Rewrite the entries below, replacing each "detector" with "localizer" and leaving everything else unchanged.

===== THE DATA

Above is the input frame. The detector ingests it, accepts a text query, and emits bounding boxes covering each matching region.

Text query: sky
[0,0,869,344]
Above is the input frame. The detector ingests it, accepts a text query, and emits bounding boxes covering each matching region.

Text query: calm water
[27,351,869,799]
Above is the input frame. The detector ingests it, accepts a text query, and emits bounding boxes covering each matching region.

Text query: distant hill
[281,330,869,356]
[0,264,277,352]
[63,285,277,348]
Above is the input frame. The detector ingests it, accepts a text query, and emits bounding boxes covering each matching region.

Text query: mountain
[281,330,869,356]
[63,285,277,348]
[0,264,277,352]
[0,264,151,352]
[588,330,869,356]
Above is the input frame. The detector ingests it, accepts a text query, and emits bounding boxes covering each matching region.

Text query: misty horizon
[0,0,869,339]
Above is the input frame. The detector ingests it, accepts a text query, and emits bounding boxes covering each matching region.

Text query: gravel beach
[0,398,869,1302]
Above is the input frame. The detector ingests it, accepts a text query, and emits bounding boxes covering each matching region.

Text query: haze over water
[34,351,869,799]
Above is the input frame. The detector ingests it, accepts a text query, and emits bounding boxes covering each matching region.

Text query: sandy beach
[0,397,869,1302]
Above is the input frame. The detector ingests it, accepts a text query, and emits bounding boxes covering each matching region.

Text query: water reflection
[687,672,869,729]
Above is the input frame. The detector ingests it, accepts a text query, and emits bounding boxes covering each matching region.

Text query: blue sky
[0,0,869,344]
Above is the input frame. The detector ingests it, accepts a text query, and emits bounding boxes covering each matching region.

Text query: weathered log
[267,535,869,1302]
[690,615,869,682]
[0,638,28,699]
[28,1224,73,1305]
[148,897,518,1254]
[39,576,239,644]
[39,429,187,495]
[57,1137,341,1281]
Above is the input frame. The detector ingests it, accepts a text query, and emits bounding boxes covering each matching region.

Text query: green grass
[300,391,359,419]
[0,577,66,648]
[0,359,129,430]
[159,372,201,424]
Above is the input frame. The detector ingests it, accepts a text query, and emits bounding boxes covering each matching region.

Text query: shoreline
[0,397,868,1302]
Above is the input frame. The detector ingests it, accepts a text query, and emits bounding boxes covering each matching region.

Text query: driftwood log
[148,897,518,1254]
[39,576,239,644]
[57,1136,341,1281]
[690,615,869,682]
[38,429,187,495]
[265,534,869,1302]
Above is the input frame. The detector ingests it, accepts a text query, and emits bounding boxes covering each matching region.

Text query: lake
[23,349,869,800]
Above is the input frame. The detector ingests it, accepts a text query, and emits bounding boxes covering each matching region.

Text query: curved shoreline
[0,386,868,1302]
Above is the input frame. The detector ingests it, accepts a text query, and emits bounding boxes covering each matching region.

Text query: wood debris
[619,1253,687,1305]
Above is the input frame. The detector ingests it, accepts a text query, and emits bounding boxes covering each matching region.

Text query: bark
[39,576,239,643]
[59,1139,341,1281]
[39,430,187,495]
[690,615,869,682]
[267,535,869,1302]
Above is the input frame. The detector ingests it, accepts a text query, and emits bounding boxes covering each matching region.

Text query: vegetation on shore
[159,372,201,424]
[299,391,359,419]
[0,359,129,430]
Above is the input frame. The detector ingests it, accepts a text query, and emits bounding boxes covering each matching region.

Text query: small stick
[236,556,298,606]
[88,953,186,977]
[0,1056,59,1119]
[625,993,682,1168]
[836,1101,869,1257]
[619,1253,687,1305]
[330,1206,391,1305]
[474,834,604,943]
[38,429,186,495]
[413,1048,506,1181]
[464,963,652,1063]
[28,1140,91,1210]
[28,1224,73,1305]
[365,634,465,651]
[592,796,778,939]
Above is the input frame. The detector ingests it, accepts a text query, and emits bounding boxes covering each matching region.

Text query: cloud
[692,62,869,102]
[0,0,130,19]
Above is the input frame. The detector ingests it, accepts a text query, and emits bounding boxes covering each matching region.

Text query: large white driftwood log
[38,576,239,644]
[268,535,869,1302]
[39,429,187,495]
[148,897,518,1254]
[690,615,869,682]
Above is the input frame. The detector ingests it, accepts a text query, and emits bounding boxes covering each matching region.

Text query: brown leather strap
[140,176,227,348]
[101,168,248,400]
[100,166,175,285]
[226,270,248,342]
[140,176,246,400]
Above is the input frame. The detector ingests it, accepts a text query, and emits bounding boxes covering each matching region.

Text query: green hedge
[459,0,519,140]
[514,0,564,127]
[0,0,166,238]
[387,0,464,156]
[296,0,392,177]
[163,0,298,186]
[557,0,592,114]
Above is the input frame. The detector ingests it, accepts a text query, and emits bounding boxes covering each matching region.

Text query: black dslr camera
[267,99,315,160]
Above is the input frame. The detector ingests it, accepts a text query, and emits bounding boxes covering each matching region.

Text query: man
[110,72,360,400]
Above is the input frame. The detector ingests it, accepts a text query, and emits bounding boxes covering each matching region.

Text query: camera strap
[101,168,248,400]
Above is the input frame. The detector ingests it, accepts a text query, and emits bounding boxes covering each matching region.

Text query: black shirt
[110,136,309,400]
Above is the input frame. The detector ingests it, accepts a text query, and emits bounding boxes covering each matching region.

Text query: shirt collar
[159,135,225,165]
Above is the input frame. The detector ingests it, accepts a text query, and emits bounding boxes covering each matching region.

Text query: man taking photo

==========

OUTPUT FOR THIS TASK:
Above is the input frame. The localizer ingests it, accepts a text query, and emits bounding boxes covering each matching region.

Text query: sky
[0,0,869,344]
Above is the input frame. The localizer ingests it, accepts a text query, and emits bounding boxes covering each matching region.

Text query: calm water
[27,351,869,799]
Above is the input frame. The localizer ingests it, accepts a text query, and emits bounding boxes covering each matching region.

Text query: distant hill
[281,330,869,356]
[0,264,277,352]
[63,285,277,348]
Above is the input frame. The localizer ingests it, accepts a text query, and emits bounding boxes covering each matching region.

Text query: mountain
[281,330,869,356]
[63,285,277,348]
[0,264,277,352]
[0,264,151,352]
[588,330,869,356]
Above is the input frame. The localizer ingests it, accepts a text query, and emits bounding boxes covering each matching region.

Text query: misty horizon
[0,0,869,339]
Above is the input frame. The localizer ingests it, accepts a text query, and emits bounding boxes covering each matching region.

Text query: gravel beach
[0,398,869,1302]
Above is the input frame. The localizer ingests it, accepts a text query, and emits bounding boxes covering each matching region.

Text query: haze over water
[34,351,869,799]
Above is the input frame. The localizer ingests it, accepts a text query, and emits bounding boxes covering each matching region.

Text query: sandy beach
[0,397,869,1302]
Above is the input frame. The localizer ingests it, accepts a text query, and emits bounding boxes covering each matching region.

Text query: water reflection
[687,672,869,729]
Above is the input frame. The localizer ingests it, accepts a text query, and emits bounding boxes covering each matching region.

Text query: blue sky
[0,0,869,344]
Above is the input frame. The localizer ingests it, accepts a text query, and emits bounding boxes covering each matching region.

Text query: weathered log
[267,535,869,1302]
[690,615,869,682]
[0,638,28,699]
[28,1224,73,1305]
[148,897,518,1254]
[39,576,239,644]
[39,429,187,495]
[57,1137,341,1281]
Above is the input frame. The localizer ingests it, accepts a text query, and emits bounding boxes covering each matching region.

Text query: green grass
[300,391,359,419]
[0,577,66,648]
[0,359,129,430]
[159,372,201,424]
Above is the input frame. The localizer ingests it, accepts a text query, and emits bounding boxes covering each matching region.

Text query: shoreline
[0,397,868,1302]
Above is the input frame. The localizer ingests it, accepts a text query, and emits bounding boxes covering each matching region.

Text query: driftwood log
[148,897,518,1254]
[39,576,239,644]
[57,1136,341,1281]
[690,615,869,682]
[38,429,187,495]
[265,534,869,1302]
Above is the input frame. The localizer ingests it, accepts a text query, and emits bounding boxes covering each matching region.

Text query: lake
[23,349,869,800]
Above is the input frame. The localizer ingests it, accepts a text query, and emits bounding boxes covering each matching region.

Text query: curved shoreline
[0,386,868,1302]
Above is the input frame. The localizer ingests it, accepts a text query, and emits bounding boxes covering each matching region.

Text query: wood debris
[619,1253,687,1305]
Above is the input frame. The localizer ingests it, accepts a text query, and emits bounding boxes covering each matching region.

Text query: bark
[39,576,239,643]
[59,1139,341,1281]
[39,430,187,495]
[690,615,869,682]
[267,535,869,1302]
Above is the input frame. The localizer ingests it, accepts a text query, and emits bounding boxes covering each matching region.

Text query: vegetation on shore
[159,372,201,424]
[299,391,359,419]
[0,359,129,430]
Above is the input frame. The localizer ingests it, accepts a text query, and emits bounding boxes covering each matching region.

Text query: small stick
[236,556,298,606]
[88,953,186,977]
[0,1056,59,1119]
[625,993,682,1168]
[836,1101,869,1257]
[619,1253,687,1305]
[330,1206,391,1305]
[474,834,604,943]
[38,429,186,495]
[413,1048,506,1181]
[464,963,652,1063]
[28,1140,91,1210]
[28,1224,73,1305]
[365,634,465,651]
[592,796,778,939]
Above is the input frame. The localizer ingests it, accepts a text query, and emits bounding boxes covering each matching region.

Text query: cloud
[692,62,869,102]
[0,0,130,19]
Above is the input frame. The localizer ingests it, accepts a text query, and emits bounding boxes covering each matching region.

Text query: large white driftwood log
[38,576,239,644]
[268,535,869,1302]
[39,429,187,495]
[148,897,518,1254]
[690,615,869,682]
Above is the input frame. The localizer ingests it, accepts a text query, and emits bounding boxes covering each matching region.

Text query: brown leather strap
[140,176,227,348]
[101,168,248,400]
[100,166,175,285]
[226,270,248,342]
[140,176,246,400]
Above is the input frame. The localizer ingests it, accepts a text query, and emits bounding boxes covering each matching region.

Text query: green hedge
[459,0,519,140]
[514,0,564,127]
[0,0,166,238]
[387,0,464,156]
[296,0,392,177]
[163,0,298,186]
[557,0,592,114]
Above is the input frame. The localizer ingests it, accepts a text query, and emits bounding boxes covering each matching region.

Text query: black dslr camera
[267,99,315,160]
Above is the input frame. The localizer ingests it, accepts a text query, and emits bounding boxes covering each matching region.

Text query: man
[110,72,360,400]
Above is the input frame. The localizer ingests it, accepts a text query, and emits bounding boxes covering each matching region.

Text query: camera strap
[101,168,248,400]
Above is the input frame. The localizer ingests it, accepts a text query, and emits bounding boxes covering each matching region.

Text query: black shirt
[110,136,309,400]
Above is the input frame. The localizer ingests it, accepts a text query, and emits bounding boxes covering each matching region.

Text query: shirt collar
[159,135,225,165]
Above is the input frame. The localizer ingests it, accepts a text query, and emits bounding boxes covering each matching region.

Text query: man taking photo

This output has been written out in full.